┌─ Records for the task
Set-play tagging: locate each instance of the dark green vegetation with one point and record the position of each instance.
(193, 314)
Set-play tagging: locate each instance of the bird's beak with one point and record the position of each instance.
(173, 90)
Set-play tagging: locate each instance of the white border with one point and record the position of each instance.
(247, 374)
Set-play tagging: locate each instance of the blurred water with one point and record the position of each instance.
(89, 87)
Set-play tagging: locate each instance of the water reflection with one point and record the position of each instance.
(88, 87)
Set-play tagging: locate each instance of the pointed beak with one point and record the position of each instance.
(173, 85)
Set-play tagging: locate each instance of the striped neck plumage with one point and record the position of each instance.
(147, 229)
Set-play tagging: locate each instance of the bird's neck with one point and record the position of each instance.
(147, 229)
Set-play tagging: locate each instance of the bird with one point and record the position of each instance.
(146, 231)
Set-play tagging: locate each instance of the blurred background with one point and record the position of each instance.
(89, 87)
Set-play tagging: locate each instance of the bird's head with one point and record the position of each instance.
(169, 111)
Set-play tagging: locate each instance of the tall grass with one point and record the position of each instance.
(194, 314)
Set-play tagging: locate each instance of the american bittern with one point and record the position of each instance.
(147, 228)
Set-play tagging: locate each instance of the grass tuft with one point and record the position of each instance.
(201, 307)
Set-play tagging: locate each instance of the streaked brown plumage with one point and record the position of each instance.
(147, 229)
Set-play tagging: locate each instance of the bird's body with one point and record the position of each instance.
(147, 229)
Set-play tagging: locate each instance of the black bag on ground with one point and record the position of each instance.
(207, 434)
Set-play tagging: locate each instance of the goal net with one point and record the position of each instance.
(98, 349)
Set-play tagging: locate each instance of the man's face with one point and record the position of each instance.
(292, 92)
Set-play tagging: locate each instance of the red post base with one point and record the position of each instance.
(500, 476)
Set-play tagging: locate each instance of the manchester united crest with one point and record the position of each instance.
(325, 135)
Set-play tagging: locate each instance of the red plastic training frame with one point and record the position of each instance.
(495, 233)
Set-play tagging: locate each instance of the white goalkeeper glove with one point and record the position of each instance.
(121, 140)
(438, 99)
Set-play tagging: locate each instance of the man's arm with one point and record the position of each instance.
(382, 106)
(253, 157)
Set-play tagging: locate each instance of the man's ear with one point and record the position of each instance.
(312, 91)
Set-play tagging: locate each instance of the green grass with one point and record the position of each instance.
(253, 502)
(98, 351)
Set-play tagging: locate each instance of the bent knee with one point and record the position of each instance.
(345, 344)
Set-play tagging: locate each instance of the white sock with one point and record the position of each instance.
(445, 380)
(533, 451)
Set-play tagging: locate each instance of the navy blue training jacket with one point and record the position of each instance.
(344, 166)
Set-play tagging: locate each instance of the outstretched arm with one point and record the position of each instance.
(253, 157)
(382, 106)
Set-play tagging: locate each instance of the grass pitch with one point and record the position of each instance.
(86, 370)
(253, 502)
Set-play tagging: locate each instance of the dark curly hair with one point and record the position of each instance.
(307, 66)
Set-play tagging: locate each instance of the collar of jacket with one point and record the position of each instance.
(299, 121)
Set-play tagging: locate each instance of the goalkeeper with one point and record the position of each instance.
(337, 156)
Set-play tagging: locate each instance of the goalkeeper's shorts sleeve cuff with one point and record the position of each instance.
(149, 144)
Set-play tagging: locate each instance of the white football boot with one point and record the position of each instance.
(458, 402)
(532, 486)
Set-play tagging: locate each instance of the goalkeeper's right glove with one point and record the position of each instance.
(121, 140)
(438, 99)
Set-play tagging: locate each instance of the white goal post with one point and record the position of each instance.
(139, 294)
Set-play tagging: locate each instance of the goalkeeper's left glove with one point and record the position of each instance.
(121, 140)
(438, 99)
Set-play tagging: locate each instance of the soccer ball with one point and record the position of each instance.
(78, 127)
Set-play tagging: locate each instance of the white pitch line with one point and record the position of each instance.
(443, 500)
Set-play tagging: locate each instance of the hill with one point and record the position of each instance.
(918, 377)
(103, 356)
└─
┌─ Records for the task
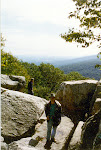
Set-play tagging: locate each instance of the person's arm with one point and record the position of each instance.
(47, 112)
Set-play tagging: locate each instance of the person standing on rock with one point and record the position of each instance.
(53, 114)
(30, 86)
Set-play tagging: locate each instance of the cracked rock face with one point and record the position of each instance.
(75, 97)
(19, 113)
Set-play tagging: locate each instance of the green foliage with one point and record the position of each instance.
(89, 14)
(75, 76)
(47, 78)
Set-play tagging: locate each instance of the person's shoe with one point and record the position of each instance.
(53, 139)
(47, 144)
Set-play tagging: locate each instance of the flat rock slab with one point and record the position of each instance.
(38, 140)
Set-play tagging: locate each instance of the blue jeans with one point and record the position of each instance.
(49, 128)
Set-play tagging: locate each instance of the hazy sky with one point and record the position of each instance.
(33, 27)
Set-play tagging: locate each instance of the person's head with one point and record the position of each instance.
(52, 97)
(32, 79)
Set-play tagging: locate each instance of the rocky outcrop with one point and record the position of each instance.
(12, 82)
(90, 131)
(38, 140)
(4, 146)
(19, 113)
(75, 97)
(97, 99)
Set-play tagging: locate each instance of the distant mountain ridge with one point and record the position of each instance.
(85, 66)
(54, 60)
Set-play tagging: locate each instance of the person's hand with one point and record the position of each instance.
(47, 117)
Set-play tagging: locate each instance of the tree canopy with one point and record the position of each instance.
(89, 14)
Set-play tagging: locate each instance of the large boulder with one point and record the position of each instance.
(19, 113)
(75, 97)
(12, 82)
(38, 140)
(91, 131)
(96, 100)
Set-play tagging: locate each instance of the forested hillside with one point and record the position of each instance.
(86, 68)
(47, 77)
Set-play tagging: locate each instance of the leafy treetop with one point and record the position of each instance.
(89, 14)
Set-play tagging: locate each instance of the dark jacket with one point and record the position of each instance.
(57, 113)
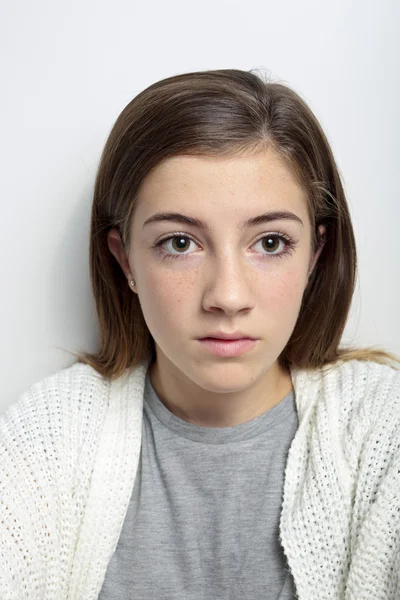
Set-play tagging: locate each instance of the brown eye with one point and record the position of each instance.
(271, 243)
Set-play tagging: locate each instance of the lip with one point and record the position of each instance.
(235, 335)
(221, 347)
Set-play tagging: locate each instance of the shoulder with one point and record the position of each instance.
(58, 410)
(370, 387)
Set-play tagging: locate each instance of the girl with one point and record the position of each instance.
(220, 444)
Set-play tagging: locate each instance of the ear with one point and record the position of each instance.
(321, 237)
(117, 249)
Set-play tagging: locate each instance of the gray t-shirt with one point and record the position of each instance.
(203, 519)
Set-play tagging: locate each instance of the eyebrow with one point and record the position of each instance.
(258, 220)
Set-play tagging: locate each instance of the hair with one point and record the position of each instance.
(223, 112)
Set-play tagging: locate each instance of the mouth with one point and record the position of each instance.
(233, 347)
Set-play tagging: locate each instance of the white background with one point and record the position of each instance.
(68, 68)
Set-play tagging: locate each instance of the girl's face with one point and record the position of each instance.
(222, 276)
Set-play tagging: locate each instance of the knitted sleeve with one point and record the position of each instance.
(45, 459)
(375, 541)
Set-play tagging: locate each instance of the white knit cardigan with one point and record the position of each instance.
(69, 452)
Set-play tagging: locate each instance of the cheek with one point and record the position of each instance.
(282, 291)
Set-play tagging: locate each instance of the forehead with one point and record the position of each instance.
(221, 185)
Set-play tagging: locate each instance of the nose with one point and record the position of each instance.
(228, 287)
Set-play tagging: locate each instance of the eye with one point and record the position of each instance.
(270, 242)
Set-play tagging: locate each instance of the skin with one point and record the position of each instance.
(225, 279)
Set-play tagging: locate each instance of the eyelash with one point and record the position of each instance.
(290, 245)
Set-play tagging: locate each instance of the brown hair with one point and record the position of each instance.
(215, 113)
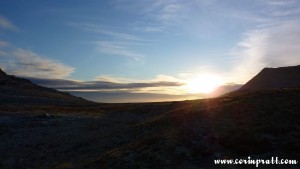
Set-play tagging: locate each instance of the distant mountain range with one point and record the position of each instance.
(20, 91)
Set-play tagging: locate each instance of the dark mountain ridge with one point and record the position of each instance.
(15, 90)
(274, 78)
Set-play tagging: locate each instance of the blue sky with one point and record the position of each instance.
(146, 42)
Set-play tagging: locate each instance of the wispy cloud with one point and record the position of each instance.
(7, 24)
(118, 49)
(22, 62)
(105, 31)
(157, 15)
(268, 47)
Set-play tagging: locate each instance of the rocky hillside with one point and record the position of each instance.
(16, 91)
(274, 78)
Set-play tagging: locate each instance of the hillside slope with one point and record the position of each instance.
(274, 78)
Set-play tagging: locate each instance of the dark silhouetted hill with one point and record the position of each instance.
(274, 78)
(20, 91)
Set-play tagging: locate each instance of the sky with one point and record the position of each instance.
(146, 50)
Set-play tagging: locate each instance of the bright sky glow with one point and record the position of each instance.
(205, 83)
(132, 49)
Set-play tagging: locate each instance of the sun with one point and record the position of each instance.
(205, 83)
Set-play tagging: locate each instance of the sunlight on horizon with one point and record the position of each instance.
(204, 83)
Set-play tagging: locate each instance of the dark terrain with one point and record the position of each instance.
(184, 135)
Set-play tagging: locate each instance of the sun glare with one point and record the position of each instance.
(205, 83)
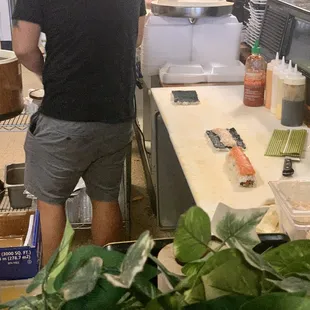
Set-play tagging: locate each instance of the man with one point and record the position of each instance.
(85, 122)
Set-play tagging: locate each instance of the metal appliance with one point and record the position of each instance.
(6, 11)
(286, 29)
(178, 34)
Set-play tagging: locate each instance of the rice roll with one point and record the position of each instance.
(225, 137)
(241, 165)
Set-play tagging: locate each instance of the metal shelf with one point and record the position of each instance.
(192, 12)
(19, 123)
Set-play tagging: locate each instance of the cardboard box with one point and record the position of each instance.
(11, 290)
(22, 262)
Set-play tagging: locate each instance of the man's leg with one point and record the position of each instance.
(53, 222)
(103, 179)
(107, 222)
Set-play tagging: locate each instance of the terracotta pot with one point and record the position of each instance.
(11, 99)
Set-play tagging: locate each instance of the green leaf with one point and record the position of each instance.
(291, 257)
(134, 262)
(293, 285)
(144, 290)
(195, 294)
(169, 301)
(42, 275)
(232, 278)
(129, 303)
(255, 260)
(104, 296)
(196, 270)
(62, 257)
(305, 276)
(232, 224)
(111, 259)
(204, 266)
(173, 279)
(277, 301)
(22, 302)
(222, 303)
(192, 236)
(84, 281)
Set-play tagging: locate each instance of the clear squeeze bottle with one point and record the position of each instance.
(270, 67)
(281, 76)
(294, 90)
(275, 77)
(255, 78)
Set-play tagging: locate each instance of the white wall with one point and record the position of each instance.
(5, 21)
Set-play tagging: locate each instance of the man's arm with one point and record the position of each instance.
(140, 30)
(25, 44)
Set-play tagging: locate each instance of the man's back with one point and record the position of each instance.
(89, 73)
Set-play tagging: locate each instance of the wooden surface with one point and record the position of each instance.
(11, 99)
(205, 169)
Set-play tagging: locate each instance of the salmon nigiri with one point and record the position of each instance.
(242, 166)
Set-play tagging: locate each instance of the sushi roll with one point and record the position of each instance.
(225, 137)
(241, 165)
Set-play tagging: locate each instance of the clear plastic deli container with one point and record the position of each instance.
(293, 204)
└─
**What is expected**
Return each line of the data above that contains the string "post". Case counts.

**Exercise response**
Set-play tagging: locate each instance of the red post base with one point and record the position of each instance.
Set-play tagging: locate each instance of the white goal post with one point and record the position of each instance.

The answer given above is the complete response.